++++ Data extract ++++
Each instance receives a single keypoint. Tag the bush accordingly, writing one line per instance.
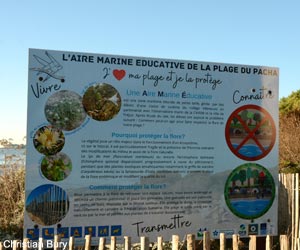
(12, 198)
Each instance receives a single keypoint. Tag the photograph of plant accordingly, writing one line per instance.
(102, 102)
(64, 110)
(49, 140)
(56, 167)
(47, 204)
(250, 132)
(249, 191)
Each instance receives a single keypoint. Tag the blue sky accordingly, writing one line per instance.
(238, 32)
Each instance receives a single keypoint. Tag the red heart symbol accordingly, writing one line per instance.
(119, 74)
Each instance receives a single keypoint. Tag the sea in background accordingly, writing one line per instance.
(12, 155)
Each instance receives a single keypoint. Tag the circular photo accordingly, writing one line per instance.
(250, 132)
(249, 191)
(49, 140)
(47, 204)
(64, 110)
(56, 167)
(102, 102)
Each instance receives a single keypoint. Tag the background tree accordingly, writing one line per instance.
(289, 133)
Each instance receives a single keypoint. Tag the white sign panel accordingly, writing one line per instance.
(132, 146)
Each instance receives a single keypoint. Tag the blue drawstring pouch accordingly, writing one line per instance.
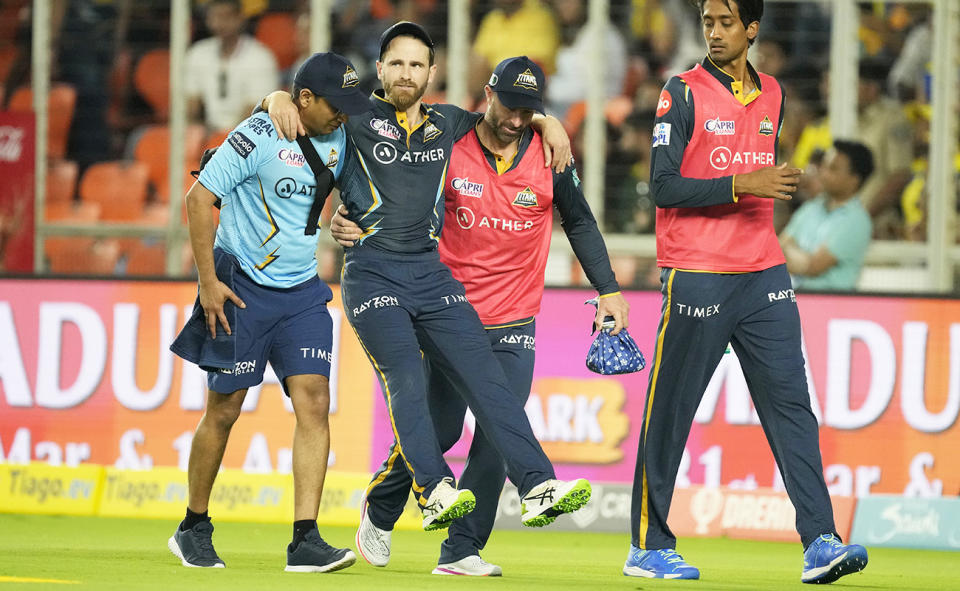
(613, 354)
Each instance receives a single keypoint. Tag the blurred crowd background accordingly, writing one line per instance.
(110, 102)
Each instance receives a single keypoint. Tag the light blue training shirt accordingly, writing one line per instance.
(267, 189)
(845, 232)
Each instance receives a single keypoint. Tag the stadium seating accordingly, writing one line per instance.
(63, 98)
(81, 255)
(151, 78)
(152, 147)
(71, 212)
(119, 187)
(278, 31)
(61, 181)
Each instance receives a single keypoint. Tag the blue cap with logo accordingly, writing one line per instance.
(518, 82)
(334, 78)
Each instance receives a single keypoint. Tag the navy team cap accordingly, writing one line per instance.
(335, 79)
(518, 82)
(405, 28)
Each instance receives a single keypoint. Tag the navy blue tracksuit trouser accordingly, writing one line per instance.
(402, 304)
(757, 314)
(514, 347)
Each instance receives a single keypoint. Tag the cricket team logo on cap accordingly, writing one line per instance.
(350, 78)
(526, 198)
(766, 126)
(663, 103)
(527, 80)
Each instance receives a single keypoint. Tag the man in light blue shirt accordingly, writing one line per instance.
(826, 239)
(260, 299)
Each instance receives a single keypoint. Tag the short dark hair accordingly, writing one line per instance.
(750, 10)
(860, 157)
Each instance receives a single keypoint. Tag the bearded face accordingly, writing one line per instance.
(405, 71)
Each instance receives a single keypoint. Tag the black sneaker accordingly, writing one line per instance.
(194, 547)
(313, 555)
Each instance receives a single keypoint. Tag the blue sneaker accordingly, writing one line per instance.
(827, 559)
(658, 564)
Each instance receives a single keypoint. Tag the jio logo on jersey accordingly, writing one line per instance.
(465, 217)
(721, 157)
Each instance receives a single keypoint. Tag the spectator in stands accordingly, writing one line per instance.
(514, 27)
(826, 239)
(883, 126)
(629, 206)
(229, 72)
(569, 84)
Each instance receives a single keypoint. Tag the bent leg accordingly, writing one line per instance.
(310, 396)
(209, 443)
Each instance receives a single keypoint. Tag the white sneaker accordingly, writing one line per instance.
(373, 543)
(552, 498)
(471, 565)
(445, 504)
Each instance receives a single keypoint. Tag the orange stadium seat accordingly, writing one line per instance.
(63, 98)
(151, 78)
(119, 187)
(214, 140)
(81, 255)
(61, 181)
(145, 260)
(278, 31)
(153, 149)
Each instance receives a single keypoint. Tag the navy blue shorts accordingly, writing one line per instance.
(291, 328)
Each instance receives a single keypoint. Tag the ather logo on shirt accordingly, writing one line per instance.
(241, 144)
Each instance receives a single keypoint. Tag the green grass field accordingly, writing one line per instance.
(39, 552)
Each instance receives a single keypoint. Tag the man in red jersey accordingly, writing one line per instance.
(499, 201)
(714, 178)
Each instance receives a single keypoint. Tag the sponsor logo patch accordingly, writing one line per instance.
(384, 152)
(465, 217)
(766, 126)
(288, 187)
(661, 134)
(719, 127)
(527, 80)
(526, 198)
(430, 132)
(350, 78)
(467, 188)
(385, 128)
(241, 144)
(664, 103)
(291, 158)
(722, 157)
(260, 127)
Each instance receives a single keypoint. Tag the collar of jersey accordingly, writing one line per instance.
(491, 158)
(386, 107)
(728, 81)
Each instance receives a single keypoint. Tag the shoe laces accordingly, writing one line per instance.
(831, 540)
(670, 556)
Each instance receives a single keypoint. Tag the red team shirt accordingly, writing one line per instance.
(497, 230)
(728, 138)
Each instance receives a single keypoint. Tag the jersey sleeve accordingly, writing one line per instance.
(672, 132)
(239, 157)
(581, 229)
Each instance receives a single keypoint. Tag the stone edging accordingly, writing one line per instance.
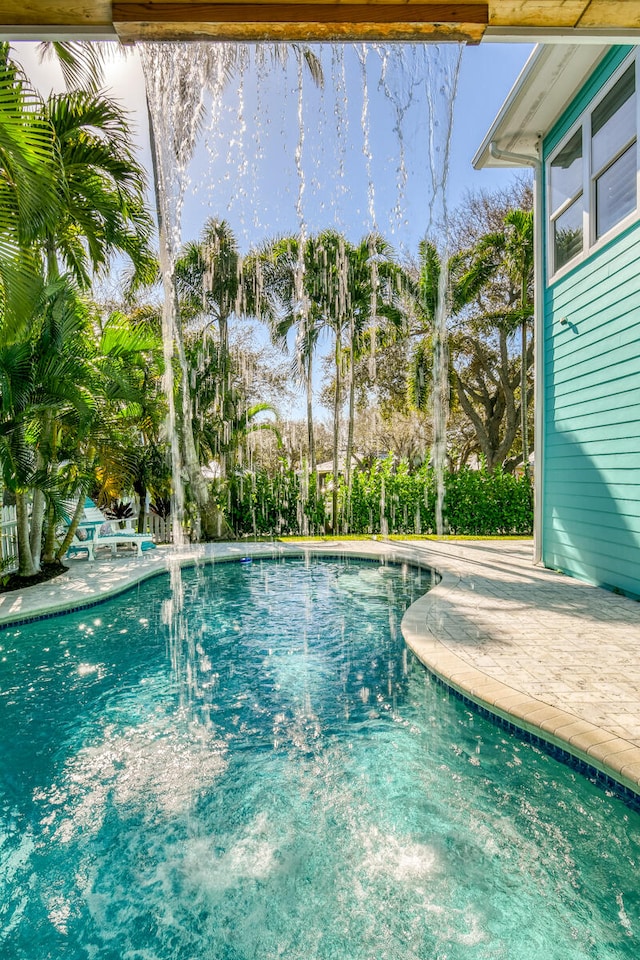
(606, 753)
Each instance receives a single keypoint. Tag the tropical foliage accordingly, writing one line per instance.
(82, 404)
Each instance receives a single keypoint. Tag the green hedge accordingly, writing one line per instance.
(387, 499)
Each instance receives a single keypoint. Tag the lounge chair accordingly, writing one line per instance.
(96, 531)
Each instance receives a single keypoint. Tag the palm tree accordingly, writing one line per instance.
(279, 271)
(173, 134)
(28, 196)
(340, 288)
(481, 369)
(509, 252)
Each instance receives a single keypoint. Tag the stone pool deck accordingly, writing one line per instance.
(554, 656)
++++
Directions for this task :: Repeat every record above exactly. Omit the pictures.

Result for this task ::
Each instance receives a single keypoint. Tag the bush accordingly, writing one line per instance.
(12, 198)
Each instance receives a single keypoint. Tag the photograph of plant accordingly, writing one line per instance.
(102, 102)
(64, 110)
(49, 140)
(56, 167)
(47, 204)
(250, 132)
(249, 191)
Each instance receives a single keypoint. Tag the blue sky accordingly, writing one line per instance.
(238, 32)
Each instance receives a single keypoint. Tag the red heart symbol accordingly, writing one line per instance.
(119, 74)
Each instance receives a single keypoint. Tag the sea in background accordingly, writing one line per instance.
(12, 155)
Each instance receives a single keypoint. Tag the circular photo accordingly, writing one line per instance.
(250, 132)
(249, 191)
(49, 140)
(47, 204)
(64, 110)
(56, 167)
(102, 102)
Each instance receives a single keypoint. Tag the background tree accordingly, writing one line per instance.
(289, 133)
Each instance receives a single keypoint. Tag the white sign panel accordingly, writing one line per instance.
(132, 146)
Each instance receives a single keypoint. Tag the blue drawstring pouch accordingly, writing one line per instance.
(613, 354)
Each instance receives a single keypoint. Tag the blurred crowd background accordingly, writing one line per instance.
(110, 102)
Each instance receives a single keypoint. Tag the light blue training shirt accordingly, writing one line per instance.
(267, 189)
(845, 232)
Each instance receives a single keypoint. Tag the stadium seating accordingly, writing one line per instance.
(63, 98)
(81, 255)
(151, 78)
(152, 147)
(71, 212)
(119, 187)
(278, 31)
(61, 181)
Each instance receives a single keypoint. Tag the blue cap with logo accordingly, writing one line per instance.
(518, 82)
(334, 78)
Each instance receives a single keypoint. Tag the navy team cap accordingly, writing one line per instance.
(335, 79)
(518, 82)
(405, 28)
Each instance receives a single keypoint. Tag the navy blue tracksuit trouser accordingly, writing one line per instance.
(402, 304)
(757, 314)
(514, 347)
Each instance receives a single keypoint. Tag the cricket team logo on cap accordingly, writing one line per instance.
(350, 78)
(526, 198)
(766, 126)
(663, 103)
(527, 80)
Each instance receives a single keypoint. Tag the man in light blue shirt accordingly, writing one line per instance.
(826, 239)
(260, 299)
Each instance receives a single keypoint. Tag the short dark hair accordingly, writing one line per instance.
(750, 10)
(860, 157)
Each instance receives a single keypoint. Tag the bearded face accordingly, writing one line per instance.
(405, 71)
Each instance receives a single keypoint. Tag the black sneaker accordingly, writing one line per instance.
(194, 547)
(313, 555)
Each instance receives a single keypoint. Tag the blue sneaker accordingly, writing one line per instance.
(827, 559)
(658, 564)
Each instance receives a single keypoint. Tag the jio logo on jersey accordingly, writing one line per instance.
(465, 217)
(721, 157)
Each instance receives a single keypoint. Tag the spectator in stands accordingly, writing one line per instance.
(514, 27)
(826, 239)
(883, 126)
(629, 206)
(229, 72)
(569, 84)
Each instance receives a single keypoint. Tag the bent leg accordingly, writing one line per instance.
(310, 396)
(209, 443)
Each instance receives a single keypoint. Tag the white sneaker accordingly, writing one line per instance.
(373, 543)
(552, 498)
(471, 565)
(445, 504)
Each instance receives a single keypoint. Tag the orange stadium seat accordingly, writing one line per instance.
(63, 98)
(151, 78)
(119, 187)
(214, 140)
(81, 255)
(61, 181)
(145, 260)
(278, 31)
(153, 149)
Each instance receives a single keypoint. Tag the navy blue shorts accordingly, writing one line per instance.
(291, 328)
Each instance receives a single keypoint. Tag the ather logo on shirt accordingly, writing one line per instance.
(241, 144)
Each instance receives a single keypoint. Tag the green grass field accordingly, writing one line per instance.
(39, 552)
Each instance receives a single keypoint. Tag the man in red jersey accordingly, writing one line per instance.
(499, 201)
(714, 178)
Each instance receives a single keypoint. Tag the sponsor logo patch accordingly, writing one line per instance.
(384, 152)
(465, 217)
(766, 126)
(288, 187)
(661, 134)
(719, 127)
(527, 80)
(526, 198)
(430, 132)
(350, 78)
(467, 188)
(385, 128)
(241, 144)
(664, 103)
(291, 158)
(722, 157)
(260, 127)
Each instance receives a single keypoint. Tag the collar of jersey accordingly, writing one line per instance.
(491, 158)
(386, 107)
(728, 81)
Each instance receives a single keypoint. Tag the shoe laces accordingly, writing one line per instance.
(831, 540)
(670, 556)
Each instance receives a single keypoint. Tag the red team shirt accordingly, writing one line per instance.
(497, 230)
(728, 138)
Each instance receives a single keypoint. Tag the jersey sleeve accordingly, writing one line per instance.
(672, 132)
(239, 157)
(581, 229)
Each instance receives a single keypoint. Tag the stone edging accordingly, writing one line per instance.
(606, 753)
Each instance receives a single keypoint. Tag the tropical foliage accordingly, writing one line per instance.
(82, 404)
Each instance receives a single keypoint. Tag the green hedge accordingly, writing one line per instance.
(387, 499)
Each instance receives a single keypoint. Tag the lounge chair accordingly, writing one line per instance.
(96, 531)
Each instance receives a single keypoint. Tag the palm tree accordingly, writing one line per instance.
(279, 271)
(173, 134)
(28, 196)
(340, 288)
(481, 369)
(509, 252)
Each instance receives a single keypoint. Tag the stone pool deck accordingly, writing one line per instance.
(554, 656)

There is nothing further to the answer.